_Assignment:_
Scan the entries below. Return every line that includes "dark".

[Dataset excerpts]

+--

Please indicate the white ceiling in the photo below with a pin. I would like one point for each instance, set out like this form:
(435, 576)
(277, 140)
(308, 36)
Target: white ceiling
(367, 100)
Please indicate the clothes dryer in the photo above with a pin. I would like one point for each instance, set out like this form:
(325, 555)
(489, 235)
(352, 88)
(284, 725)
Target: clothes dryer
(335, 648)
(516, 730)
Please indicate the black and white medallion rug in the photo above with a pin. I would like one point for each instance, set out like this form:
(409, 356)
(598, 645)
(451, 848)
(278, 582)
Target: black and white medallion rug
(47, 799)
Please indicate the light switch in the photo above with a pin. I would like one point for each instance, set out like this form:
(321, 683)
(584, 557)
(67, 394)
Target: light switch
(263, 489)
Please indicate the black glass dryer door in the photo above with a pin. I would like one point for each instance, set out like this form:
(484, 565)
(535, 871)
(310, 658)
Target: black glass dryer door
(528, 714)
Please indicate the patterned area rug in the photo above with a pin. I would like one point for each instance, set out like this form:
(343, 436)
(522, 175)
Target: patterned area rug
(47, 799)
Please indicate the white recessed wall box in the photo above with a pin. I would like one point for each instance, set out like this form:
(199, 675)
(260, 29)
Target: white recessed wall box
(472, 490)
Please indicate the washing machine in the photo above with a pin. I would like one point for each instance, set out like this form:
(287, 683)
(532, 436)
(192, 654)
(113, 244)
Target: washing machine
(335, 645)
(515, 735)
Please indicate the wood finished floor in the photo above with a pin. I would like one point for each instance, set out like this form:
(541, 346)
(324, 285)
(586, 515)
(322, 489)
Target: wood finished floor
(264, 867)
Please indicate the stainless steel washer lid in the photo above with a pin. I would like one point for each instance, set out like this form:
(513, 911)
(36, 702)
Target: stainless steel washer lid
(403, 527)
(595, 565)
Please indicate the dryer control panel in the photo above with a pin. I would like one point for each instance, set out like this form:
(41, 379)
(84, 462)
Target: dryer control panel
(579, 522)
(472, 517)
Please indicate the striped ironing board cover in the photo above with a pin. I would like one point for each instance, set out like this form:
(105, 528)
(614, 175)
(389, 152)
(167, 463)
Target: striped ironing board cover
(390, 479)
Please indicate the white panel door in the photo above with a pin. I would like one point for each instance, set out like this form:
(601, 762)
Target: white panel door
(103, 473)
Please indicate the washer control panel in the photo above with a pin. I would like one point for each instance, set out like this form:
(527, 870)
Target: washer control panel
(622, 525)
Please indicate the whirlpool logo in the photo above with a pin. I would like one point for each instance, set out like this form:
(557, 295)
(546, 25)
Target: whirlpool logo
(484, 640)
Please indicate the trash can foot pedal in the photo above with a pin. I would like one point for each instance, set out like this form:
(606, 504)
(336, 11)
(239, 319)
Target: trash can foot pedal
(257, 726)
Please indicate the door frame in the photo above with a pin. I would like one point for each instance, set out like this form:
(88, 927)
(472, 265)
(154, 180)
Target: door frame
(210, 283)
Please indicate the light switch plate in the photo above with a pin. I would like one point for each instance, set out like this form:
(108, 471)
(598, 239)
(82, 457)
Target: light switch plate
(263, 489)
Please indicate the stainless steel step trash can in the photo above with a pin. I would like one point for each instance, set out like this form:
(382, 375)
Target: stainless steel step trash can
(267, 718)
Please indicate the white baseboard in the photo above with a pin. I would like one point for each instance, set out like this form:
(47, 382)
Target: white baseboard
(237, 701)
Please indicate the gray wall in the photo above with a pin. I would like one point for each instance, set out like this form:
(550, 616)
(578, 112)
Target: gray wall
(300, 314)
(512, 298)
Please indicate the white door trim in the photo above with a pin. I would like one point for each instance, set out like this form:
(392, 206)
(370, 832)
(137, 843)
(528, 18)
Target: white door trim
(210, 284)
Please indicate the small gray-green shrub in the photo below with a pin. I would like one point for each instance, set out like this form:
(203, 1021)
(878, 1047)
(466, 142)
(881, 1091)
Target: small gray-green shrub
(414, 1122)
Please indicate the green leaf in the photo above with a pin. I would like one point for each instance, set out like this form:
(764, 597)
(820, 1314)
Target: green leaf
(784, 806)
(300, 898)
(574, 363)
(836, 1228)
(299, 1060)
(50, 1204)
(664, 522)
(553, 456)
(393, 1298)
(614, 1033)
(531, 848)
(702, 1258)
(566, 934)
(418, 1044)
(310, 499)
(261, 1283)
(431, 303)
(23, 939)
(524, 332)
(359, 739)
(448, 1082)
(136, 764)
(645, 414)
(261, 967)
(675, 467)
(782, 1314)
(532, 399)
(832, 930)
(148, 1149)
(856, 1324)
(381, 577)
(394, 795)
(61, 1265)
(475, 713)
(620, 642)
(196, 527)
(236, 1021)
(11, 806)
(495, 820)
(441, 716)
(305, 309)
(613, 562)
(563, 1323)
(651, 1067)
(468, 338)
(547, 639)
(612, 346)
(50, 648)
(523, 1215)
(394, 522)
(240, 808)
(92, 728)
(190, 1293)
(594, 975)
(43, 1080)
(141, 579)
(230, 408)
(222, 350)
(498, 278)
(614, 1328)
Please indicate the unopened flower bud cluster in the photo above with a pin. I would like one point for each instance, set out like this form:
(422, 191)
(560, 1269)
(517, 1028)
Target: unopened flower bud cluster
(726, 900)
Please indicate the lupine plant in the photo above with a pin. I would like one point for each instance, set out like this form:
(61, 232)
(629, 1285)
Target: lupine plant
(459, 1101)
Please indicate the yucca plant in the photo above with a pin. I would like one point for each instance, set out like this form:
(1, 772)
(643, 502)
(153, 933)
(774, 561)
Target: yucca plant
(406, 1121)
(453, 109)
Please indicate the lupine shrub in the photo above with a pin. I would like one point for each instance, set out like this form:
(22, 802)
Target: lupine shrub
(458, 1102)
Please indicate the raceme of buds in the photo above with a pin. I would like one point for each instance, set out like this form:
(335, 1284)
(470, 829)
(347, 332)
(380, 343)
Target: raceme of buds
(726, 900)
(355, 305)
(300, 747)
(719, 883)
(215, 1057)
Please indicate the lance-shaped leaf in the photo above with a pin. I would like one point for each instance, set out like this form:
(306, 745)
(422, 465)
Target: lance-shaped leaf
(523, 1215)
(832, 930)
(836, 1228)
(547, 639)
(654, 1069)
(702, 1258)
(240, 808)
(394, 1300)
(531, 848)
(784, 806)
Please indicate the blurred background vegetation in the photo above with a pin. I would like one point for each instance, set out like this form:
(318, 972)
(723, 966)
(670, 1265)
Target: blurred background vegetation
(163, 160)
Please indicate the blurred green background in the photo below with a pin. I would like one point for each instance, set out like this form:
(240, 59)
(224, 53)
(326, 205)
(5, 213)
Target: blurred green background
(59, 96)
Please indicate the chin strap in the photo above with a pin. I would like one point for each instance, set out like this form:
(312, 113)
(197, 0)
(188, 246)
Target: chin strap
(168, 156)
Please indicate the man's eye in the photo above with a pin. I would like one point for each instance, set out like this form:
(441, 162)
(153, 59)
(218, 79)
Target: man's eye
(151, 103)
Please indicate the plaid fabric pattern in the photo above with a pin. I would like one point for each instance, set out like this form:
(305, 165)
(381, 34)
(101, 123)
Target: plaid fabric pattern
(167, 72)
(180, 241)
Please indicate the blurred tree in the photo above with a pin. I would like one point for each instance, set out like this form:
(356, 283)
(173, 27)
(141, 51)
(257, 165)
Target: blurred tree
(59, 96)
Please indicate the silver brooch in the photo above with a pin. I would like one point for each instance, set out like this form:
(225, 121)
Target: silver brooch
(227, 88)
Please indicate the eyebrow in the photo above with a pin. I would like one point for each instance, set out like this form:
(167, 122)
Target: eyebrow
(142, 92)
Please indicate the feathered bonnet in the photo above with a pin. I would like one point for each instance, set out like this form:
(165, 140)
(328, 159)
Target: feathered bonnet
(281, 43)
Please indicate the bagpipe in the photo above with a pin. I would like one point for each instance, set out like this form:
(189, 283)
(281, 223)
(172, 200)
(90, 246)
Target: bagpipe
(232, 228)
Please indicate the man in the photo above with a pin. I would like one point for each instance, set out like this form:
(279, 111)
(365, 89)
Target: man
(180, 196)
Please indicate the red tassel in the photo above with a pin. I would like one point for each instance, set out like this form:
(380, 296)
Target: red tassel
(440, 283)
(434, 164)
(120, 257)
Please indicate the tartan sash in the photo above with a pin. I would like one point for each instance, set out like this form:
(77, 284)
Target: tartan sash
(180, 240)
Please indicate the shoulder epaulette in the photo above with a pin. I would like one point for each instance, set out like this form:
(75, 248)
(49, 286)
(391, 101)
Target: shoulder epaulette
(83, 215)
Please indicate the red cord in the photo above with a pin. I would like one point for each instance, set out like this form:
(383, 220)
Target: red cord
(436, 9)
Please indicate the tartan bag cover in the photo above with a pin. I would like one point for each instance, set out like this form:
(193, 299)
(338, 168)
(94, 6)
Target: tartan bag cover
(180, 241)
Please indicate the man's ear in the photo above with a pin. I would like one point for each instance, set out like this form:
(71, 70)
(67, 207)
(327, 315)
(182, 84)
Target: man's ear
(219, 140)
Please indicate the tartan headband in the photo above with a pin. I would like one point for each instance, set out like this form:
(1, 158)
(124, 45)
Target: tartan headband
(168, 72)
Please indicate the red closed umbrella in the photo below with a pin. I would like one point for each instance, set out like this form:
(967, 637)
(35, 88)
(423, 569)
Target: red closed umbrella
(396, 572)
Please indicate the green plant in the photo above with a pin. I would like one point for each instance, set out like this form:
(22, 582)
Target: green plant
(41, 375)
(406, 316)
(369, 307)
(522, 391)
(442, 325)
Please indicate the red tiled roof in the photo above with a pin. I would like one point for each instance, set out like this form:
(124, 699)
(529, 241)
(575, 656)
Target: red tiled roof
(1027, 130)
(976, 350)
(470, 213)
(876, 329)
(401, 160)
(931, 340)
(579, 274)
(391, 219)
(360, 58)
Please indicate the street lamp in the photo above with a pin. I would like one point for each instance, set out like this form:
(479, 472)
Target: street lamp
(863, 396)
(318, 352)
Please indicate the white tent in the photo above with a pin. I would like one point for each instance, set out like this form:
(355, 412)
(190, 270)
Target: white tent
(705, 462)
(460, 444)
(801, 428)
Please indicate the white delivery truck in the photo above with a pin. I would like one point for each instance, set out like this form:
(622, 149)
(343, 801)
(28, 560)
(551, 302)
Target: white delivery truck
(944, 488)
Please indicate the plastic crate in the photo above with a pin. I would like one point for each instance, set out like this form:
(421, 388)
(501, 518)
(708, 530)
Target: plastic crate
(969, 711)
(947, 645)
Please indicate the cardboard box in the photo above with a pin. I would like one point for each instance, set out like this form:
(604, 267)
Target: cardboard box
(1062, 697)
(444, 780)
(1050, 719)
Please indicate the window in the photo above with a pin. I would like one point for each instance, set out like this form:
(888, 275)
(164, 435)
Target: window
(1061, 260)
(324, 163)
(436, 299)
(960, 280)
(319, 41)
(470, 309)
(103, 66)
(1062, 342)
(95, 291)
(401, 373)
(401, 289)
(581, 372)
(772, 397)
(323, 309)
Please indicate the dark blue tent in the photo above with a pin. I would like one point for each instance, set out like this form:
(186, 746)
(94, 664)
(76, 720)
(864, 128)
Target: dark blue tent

+--

_Exercise answer:_
Please indicate the dark blue tent in the photo above with a pin. I would like one point for each instance, set out like this form:
Target: dark blue tent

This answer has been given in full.